===== Extracted entries

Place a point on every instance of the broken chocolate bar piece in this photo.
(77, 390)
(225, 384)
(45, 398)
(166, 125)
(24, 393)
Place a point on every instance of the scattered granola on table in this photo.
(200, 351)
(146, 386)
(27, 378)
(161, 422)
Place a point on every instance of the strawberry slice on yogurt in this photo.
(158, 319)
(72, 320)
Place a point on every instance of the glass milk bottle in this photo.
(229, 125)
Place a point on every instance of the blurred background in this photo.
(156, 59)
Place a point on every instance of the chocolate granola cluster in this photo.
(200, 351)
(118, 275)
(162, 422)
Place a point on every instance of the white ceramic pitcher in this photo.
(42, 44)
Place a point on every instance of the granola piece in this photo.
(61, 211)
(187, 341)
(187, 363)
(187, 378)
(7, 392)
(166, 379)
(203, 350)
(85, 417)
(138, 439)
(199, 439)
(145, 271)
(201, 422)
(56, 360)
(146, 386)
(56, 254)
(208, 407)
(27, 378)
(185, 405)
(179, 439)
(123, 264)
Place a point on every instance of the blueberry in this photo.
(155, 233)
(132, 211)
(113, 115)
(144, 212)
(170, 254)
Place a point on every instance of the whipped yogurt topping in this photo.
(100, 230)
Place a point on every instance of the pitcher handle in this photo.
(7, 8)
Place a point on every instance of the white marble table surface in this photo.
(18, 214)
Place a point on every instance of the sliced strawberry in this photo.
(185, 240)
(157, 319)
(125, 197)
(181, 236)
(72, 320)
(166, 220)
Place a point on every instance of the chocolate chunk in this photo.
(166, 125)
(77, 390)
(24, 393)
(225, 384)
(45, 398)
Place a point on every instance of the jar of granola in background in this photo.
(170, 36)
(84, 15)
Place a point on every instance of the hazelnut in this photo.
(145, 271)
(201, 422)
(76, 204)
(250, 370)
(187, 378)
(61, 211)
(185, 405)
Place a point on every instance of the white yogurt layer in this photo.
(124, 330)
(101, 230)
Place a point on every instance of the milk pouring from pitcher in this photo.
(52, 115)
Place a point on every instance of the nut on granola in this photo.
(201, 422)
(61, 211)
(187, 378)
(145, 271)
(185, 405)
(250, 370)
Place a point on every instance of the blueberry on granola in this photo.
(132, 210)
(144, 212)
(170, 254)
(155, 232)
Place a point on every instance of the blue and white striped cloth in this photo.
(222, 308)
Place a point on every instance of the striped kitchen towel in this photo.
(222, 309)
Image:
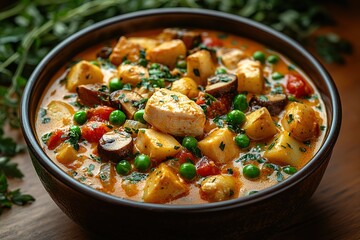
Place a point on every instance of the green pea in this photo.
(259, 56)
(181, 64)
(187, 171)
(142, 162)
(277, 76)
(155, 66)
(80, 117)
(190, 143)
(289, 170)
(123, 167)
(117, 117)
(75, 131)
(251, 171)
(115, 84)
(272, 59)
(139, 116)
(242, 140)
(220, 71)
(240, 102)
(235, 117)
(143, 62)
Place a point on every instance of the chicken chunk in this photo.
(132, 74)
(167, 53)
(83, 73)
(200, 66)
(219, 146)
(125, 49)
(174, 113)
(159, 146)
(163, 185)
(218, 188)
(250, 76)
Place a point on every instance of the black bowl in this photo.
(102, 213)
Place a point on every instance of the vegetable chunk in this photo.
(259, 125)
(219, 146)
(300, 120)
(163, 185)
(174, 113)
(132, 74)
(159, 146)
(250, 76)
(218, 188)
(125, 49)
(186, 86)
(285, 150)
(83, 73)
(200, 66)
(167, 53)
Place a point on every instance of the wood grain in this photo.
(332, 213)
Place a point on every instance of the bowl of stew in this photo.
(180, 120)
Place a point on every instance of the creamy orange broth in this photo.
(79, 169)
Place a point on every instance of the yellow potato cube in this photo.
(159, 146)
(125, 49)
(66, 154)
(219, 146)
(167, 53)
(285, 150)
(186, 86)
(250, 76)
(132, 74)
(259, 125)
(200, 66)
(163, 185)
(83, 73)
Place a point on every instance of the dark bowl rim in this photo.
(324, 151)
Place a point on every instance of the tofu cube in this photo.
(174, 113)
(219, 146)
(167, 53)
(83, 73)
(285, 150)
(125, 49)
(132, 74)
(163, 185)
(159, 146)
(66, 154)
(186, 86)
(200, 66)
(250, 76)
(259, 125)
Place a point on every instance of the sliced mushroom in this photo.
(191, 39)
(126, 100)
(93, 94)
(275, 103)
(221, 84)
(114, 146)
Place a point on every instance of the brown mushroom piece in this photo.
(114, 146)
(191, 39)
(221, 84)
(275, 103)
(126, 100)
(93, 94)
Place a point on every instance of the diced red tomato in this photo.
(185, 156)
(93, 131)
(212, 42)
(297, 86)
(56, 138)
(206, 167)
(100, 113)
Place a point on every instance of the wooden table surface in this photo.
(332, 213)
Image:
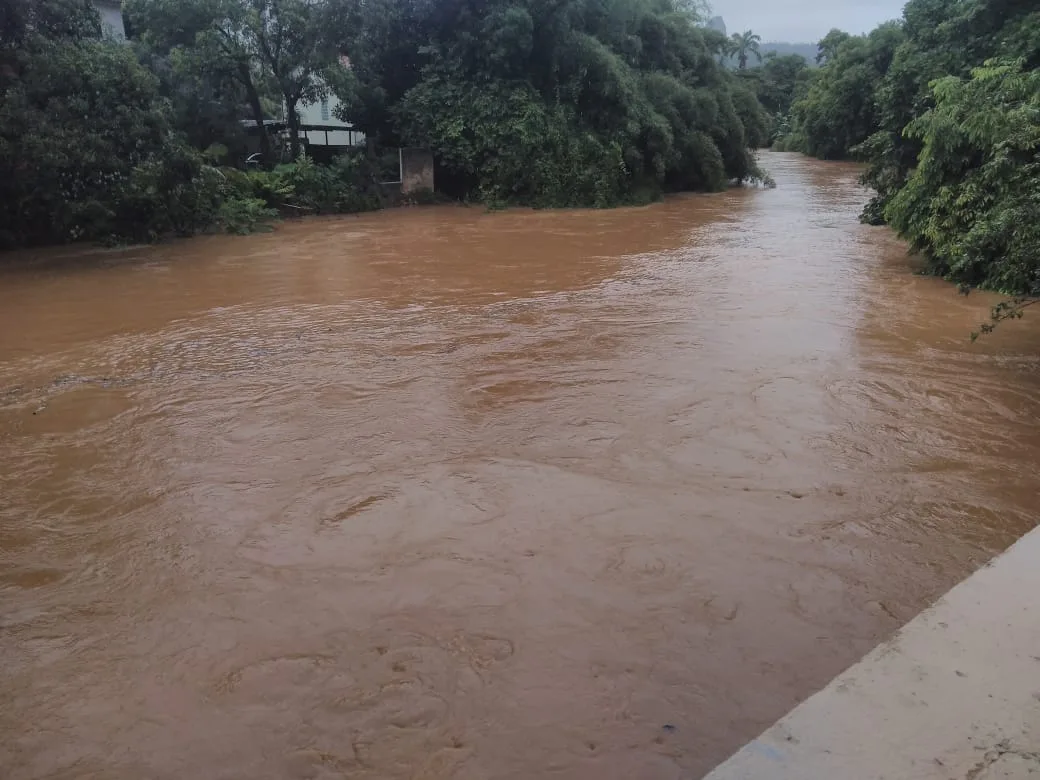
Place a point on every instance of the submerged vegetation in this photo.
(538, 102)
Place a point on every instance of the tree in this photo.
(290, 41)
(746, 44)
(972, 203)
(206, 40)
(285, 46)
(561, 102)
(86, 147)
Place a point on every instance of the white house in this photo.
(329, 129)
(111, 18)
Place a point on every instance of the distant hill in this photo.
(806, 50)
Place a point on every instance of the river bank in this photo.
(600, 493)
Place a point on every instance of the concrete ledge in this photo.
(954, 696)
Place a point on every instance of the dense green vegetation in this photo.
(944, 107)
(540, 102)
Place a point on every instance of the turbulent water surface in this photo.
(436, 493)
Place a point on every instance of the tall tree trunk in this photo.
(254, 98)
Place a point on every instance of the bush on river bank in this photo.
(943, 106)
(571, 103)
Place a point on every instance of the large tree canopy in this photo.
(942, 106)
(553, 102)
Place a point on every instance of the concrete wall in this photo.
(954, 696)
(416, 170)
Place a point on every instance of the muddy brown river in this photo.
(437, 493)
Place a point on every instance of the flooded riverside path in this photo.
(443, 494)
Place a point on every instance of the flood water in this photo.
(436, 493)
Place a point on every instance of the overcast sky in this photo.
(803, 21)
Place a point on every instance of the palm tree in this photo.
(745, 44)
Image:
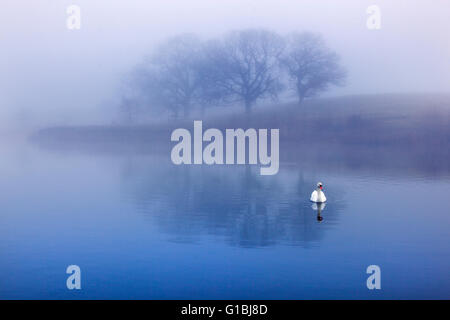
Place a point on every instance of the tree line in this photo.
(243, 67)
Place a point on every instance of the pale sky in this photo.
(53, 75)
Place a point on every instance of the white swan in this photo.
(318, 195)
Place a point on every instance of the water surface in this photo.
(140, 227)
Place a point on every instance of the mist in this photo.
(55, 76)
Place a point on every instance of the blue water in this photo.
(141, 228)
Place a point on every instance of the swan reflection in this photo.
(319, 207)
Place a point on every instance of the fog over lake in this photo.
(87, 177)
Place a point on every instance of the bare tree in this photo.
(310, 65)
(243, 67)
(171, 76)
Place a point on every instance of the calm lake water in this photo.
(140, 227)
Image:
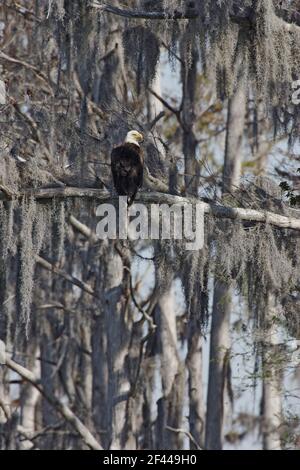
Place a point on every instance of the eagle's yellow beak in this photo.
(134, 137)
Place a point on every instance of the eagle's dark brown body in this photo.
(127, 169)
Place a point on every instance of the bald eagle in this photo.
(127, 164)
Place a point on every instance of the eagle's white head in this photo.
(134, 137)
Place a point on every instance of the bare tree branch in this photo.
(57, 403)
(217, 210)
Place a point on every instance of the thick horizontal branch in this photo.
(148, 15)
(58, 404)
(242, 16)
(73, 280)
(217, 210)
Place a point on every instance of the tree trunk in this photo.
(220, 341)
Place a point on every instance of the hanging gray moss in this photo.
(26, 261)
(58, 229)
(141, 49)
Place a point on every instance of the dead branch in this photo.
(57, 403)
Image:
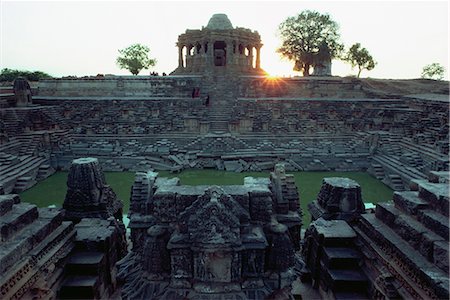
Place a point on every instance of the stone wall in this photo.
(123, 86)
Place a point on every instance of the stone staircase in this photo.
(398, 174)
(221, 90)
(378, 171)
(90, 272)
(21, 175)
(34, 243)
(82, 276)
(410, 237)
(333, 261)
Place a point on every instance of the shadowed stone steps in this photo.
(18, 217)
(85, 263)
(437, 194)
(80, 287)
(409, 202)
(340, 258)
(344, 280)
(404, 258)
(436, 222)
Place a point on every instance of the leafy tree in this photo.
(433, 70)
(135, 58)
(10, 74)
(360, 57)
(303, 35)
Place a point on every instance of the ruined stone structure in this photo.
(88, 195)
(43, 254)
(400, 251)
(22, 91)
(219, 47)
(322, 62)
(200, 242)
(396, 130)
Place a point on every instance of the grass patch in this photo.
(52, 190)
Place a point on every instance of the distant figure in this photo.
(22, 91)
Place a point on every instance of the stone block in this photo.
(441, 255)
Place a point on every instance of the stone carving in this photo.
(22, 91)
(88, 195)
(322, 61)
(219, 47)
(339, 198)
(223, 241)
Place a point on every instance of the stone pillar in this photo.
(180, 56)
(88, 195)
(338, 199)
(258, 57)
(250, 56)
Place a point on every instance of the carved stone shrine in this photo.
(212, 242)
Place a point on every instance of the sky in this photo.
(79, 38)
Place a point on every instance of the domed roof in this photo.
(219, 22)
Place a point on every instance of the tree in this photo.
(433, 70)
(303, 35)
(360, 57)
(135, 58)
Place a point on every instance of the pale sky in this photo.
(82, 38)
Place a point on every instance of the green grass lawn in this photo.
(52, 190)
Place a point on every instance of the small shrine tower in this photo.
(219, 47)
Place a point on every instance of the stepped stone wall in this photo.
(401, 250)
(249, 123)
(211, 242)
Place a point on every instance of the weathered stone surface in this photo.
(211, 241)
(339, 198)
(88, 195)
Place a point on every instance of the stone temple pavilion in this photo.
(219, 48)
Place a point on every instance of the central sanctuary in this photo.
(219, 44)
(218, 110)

==========
===== Extracted entries

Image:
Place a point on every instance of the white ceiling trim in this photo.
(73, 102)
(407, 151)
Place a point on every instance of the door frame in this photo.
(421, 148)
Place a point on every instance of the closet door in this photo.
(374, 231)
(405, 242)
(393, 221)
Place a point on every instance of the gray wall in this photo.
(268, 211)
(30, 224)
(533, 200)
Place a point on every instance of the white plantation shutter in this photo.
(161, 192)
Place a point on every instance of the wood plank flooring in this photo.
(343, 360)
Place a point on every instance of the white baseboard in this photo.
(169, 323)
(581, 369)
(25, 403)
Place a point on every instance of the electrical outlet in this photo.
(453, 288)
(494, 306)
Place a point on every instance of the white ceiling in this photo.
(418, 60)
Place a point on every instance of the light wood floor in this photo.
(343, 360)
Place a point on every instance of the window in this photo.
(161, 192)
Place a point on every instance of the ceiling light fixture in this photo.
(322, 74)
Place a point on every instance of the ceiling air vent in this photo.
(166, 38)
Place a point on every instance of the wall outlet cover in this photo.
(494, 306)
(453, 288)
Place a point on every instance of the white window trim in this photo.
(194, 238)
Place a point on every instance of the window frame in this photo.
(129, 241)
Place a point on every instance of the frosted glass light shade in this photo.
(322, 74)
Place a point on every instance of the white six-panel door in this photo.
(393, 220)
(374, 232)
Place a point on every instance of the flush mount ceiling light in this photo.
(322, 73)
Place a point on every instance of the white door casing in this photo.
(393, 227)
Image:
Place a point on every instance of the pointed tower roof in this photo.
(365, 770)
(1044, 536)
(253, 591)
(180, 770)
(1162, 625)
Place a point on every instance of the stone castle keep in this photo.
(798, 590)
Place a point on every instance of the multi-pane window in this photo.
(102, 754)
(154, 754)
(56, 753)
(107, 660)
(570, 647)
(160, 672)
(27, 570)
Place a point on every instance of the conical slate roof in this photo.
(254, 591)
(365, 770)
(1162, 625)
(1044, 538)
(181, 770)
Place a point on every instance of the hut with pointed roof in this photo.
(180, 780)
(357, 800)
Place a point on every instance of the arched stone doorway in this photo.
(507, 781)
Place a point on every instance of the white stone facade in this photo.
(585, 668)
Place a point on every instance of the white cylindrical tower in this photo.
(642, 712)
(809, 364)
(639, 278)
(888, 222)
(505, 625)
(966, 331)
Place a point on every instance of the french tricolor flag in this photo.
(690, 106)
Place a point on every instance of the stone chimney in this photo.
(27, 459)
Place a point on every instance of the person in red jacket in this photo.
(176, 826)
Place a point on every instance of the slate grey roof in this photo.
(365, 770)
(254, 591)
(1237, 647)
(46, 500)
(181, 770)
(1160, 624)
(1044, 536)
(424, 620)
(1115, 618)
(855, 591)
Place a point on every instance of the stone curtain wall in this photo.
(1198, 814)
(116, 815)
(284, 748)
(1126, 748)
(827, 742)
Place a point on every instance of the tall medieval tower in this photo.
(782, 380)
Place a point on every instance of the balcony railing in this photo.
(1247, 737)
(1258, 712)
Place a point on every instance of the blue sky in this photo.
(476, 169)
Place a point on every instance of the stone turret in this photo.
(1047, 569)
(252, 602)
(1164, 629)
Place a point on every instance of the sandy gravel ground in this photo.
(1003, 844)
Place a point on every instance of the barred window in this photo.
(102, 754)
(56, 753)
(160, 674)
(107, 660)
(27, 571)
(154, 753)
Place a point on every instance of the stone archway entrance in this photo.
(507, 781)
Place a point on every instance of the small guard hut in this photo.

==========

> Exercise requirements
List every line of the material above that contains the word "shrine".

> Final answer
Place a point on every instance of the carved stone shrine in this photo.
Place a point on every instance of the small shrine tower in this photo.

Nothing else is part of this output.